**EXERCISE TASK 1**
In the data-cleaning walkthrough below, what species name is used to fill the missing values?
**EXERCISE TASK 2**
Summarize the data-cleaning walkthrough below in two sentences.
**EXERCISE TASK 3**
List every column name of catchesDF that appears in the data-cleaning walkthrough below.

**DOCUMENT SEGMENT**
· · · · ·
In this part I wanted to clean up the data and decide what to do with certain null values. Because I wanted to get as much data as possible I was willing to take coordinates and datetimes without knowing the target species. In this part I will clean up the catchesDF and assign the null values based on my domain knowledge.

# First, I will look if there are any nulls present in the dataset
catchesDF.isnull().sum()

Species Caught    15
Latitude           0
Longitude          0
Datetime           0
dtype: int64

Replace Null Values

Based on the output above we can see that around 15 entries are missing a species name. For this analysis I would like to replace them with the species name ‘Striped Bass’ because that is by far the most common in the dataset. Below is some code which will do that.

# Replace all NA's in the 'species caught' column with striped bass
# - this function returns a new dataframe so lets reassign the old one
catchesDF = catchesDF.fillna({"Species Caught":"Striped Bass"})
# Now lets make sure it worked
catchesDF.isnull().sum()

Species Caught    0
Latitude          0
Longitude         0
Datetime          0
dtype: int64

IV. Initial Dataset Exploratory Analysis

Now that we have a bare-minimum clean dataset as a starting point I want to conduct a quick analysis and exploration before we add features to better understand the dataset. Some initial exploration questions I want to answer are:

What are the most popular species in the dataset ?
· · · · ·
**DATA LISTING**
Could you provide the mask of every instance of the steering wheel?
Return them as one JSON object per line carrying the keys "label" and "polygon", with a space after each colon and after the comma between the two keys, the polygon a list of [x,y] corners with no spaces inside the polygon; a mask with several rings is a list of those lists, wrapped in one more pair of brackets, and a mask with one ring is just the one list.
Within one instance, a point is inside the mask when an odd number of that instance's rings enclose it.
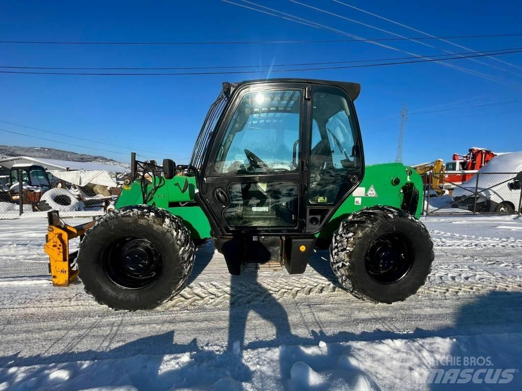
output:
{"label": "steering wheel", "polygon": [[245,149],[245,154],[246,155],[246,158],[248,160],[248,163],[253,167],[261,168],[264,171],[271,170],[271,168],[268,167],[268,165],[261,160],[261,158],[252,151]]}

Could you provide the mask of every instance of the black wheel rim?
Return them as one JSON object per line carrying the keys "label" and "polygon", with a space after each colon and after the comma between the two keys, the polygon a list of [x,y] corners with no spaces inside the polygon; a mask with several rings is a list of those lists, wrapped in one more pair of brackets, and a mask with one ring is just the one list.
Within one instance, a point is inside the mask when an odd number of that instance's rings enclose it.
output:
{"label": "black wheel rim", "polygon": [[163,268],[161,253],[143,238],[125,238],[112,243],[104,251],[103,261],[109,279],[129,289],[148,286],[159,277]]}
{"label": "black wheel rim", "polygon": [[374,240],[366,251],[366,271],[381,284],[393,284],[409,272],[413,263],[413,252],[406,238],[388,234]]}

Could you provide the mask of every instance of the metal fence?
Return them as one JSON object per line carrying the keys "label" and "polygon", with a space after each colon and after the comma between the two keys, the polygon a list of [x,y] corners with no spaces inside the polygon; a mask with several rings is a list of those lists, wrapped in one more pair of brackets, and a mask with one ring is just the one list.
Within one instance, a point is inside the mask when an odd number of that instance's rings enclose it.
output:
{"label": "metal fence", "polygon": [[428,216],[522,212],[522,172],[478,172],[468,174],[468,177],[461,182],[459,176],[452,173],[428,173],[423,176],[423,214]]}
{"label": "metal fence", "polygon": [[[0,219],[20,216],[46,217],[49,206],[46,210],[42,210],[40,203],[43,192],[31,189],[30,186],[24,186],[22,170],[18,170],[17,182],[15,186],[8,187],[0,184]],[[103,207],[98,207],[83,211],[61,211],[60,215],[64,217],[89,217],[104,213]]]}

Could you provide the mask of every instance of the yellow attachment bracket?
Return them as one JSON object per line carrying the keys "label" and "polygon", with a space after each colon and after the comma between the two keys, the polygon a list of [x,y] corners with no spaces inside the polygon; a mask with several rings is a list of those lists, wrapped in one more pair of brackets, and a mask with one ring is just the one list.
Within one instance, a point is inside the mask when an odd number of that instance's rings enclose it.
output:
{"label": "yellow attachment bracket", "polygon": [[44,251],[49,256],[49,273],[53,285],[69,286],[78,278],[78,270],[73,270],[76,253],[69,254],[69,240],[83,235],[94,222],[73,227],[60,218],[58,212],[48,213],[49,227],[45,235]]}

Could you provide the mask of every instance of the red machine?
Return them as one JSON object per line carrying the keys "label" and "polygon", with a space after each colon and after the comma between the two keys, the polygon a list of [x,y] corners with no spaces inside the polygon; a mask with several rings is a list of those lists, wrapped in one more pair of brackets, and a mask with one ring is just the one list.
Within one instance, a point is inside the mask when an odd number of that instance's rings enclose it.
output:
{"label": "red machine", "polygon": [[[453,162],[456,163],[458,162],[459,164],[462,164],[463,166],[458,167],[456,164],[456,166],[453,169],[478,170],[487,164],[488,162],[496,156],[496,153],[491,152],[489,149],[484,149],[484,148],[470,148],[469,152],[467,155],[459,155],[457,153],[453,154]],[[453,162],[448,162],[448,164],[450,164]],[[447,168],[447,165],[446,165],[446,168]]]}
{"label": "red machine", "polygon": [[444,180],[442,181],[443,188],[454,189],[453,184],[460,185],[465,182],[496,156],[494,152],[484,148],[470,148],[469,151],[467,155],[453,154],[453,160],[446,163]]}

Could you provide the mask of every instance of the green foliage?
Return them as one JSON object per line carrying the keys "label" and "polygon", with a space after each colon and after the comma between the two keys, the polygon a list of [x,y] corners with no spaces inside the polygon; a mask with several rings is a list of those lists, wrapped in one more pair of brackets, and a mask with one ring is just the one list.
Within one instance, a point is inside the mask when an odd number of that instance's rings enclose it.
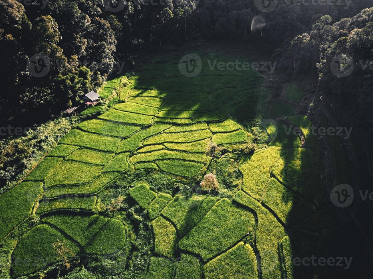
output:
· · · · ·
**ANSWER 1**
Striped Bass

**ANSWER 2**
The author checks catchesDF for null values and finds 15 missing entries in the Species Caught column, with none in Latitude, Longitude or Datetime. These nulls are replaced with "Striped Bass," the most common species in the dataset, and a second check confirms that no nulls remain before the exploratory analysis begins.

**ANSWER 3**
- Species Caught
- Latitude
- Longitude
- Datetime